▶ _What the exercise asks_: Can you rewrite the stretch from the line containing "Where can you see the fish pelvic" through the line containing "[[989, 542], [287, 577], [629, 522], [237, 263], [451, 188]]", swapping "Place a pin on each instance" for "Mark every occurrence" and leaving everything else as it is?

**** Provided records ****

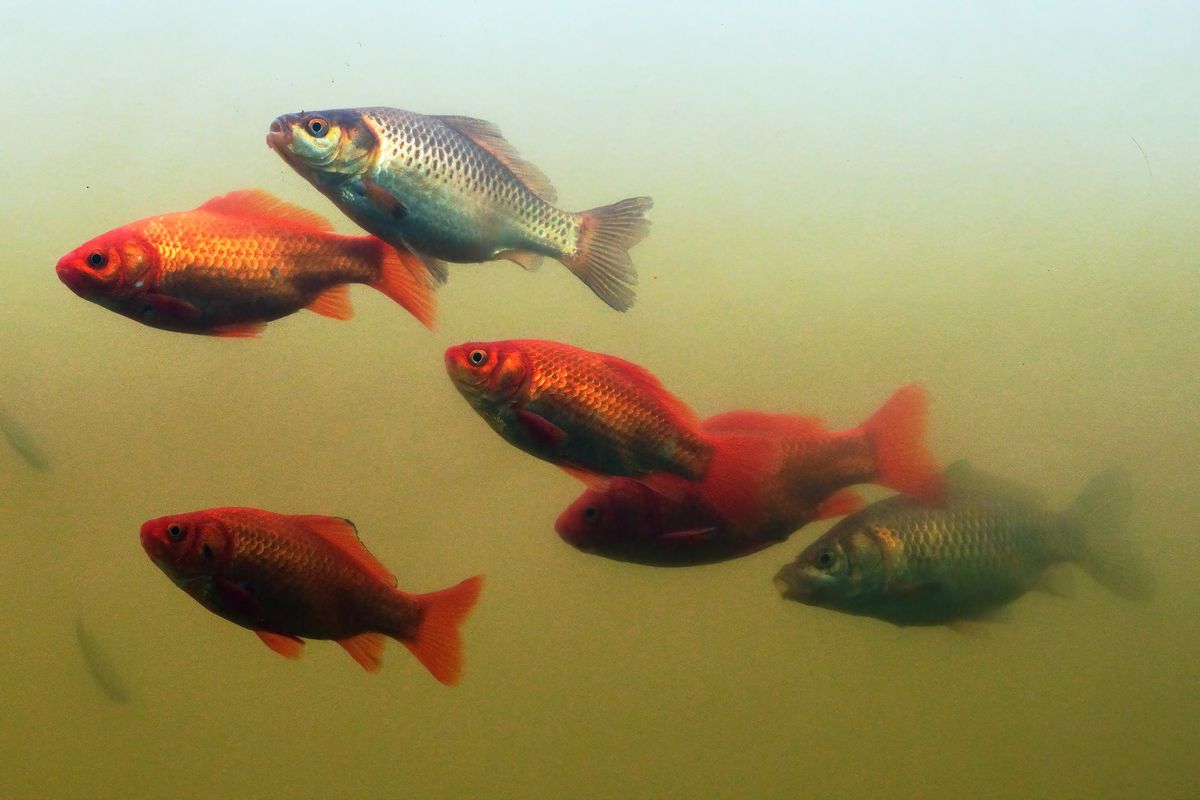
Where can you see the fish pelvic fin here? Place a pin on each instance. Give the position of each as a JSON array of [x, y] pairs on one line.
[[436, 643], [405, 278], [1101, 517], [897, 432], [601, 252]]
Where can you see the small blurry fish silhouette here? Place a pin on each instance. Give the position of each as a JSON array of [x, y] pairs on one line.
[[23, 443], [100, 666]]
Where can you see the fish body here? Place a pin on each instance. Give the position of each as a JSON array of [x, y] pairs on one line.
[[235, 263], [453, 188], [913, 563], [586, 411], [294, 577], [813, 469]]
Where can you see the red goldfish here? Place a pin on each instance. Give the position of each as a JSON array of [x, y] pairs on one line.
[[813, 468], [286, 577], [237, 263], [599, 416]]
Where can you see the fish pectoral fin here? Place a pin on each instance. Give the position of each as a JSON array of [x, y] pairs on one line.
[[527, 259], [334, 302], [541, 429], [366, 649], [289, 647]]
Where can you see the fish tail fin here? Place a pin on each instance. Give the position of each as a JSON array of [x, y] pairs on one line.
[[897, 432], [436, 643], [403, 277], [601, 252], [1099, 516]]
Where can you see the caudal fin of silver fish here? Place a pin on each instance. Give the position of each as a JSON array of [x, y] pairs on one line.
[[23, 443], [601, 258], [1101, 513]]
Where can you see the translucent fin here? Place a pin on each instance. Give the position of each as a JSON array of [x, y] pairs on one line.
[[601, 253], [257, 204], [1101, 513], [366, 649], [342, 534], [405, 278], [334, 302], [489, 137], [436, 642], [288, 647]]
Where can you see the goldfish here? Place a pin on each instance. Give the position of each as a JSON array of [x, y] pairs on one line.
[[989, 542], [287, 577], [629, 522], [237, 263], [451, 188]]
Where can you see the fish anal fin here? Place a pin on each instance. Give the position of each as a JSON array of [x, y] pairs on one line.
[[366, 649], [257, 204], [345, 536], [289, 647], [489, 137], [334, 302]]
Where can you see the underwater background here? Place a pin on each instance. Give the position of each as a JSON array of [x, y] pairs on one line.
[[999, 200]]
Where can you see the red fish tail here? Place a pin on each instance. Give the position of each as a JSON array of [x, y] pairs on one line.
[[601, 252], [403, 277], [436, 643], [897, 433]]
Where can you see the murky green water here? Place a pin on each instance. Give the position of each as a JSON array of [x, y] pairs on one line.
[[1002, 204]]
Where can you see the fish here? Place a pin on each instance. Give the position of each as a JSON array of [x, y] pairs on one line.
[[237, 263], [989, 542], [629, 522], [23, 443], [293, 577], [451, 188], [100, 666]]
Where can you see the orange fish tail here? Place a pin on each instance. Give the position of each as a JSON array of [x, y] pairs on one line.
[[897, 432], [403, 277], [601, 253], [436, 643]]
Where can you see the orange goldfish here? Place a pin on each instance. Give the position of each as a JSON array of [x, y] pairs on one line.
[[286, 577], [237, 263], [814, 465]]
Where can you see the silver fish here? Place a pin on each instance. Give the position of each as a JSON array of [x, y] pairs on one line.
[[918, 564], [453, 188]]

****
**** Provided records ****

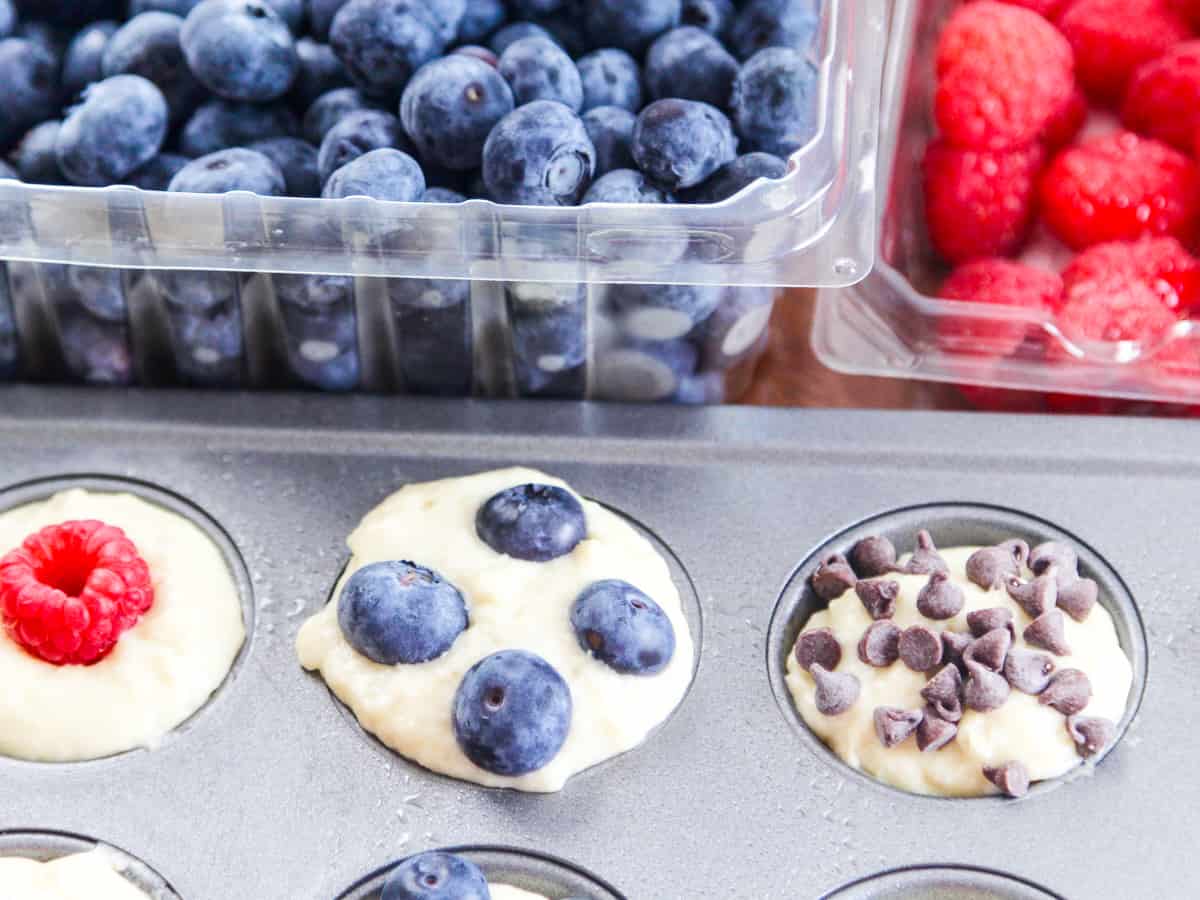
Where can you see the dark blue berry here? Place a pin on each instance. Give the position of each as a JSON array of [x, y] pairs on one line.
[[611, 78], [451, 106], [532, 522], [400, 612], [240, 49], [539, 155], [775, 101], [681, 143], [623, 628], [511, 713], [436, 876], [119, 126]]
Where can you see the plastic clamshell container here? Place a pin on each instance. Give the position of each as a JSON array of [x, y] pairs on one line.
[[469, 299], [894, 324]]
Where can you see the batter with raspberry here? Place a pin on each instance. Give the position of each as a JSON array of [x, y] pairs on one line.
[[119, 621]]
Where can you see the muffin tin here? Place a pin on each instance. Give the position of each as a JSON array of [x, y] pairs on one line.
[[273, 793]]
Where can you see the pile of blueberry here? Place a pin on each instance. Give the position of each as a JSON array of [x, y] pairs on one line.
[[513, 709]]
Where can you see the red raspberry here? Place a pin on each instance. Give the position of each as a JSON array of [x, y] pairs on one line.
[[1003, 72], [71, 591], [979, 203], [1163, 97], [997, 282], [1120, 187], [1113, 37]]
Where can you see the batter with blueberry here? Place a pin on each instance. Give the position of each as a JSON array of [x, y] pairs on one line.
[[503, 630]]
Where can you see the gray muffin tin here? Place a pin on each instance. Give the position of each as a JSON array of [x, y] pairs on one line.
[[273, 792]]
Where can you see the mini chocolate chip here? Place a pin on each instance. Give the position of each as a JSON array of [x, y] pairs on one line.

****

▶ _Exercise solution_:
Where can you see the fish pelvic fin here? Mark every occurrence. Give the position of each as a JSON array of [x, y] pairs on one line.
[[436, 643], [405, 278], [1101, 517], [897, 432], [601, 252]]
Where can you see the small blurry fish silhouette here? Mark every occurrence. Give the position of each as a JSON array of [x, y] pairs on one line.
[[23, 443], [100, 666]]
Where can you see the fish body here? Mark every occurrence. Give the position of each as a JSON array of [x, y] pairs on one line.
[[235, 263], [453, 188], [913, 563], [586, 411], [294, 577], [813, 469]]
Where can you see the red goldfish here? Mark every occurrence. Give the position of each as a JSON array of [x, y] pairs on one line.
[[813, 468], [286, 577], [237, 263], [599, 416]]
Where can you see the fish pectoral fin here? Mark every occurrence. Give the position of each as a JSON array of [x, y] pairs on one line.
[[527, 259], [334, 302], [541, 429], [366, 649], [289, 647]]
Where can you see the fish tail fin here? Mark every occurrence. Give the position of each as a JSON array of [x, y] pairs on one line.
[[897, 432], [436, 643], [403, 277], [601, 252], [1099, 516]]
Where can you see the caudal fin of silver fish here? Mark every occurrence. Give the position of each as a JSON array of [x, y] pairs on one line.
[[23, 443], [601, 258], [1101, 513]]
Where can you see the translucent fin here? Mark every occurrence. Give the position of each as a JSON array of [x, y] pairs on one line.
[[601, 253], [257, 204], [1101, 513], [366, 649], [342, 534], [405, 278], [334, 302], [489, 137], [436, 642], [288, 647]]
Where can you see the goldfish here? Mark every occurrence. Give the position of each as a JSON array of [x, y] pairs on one line.
[[989, 542], [287, 577], [629, 522], [237, 263], [451, 188]]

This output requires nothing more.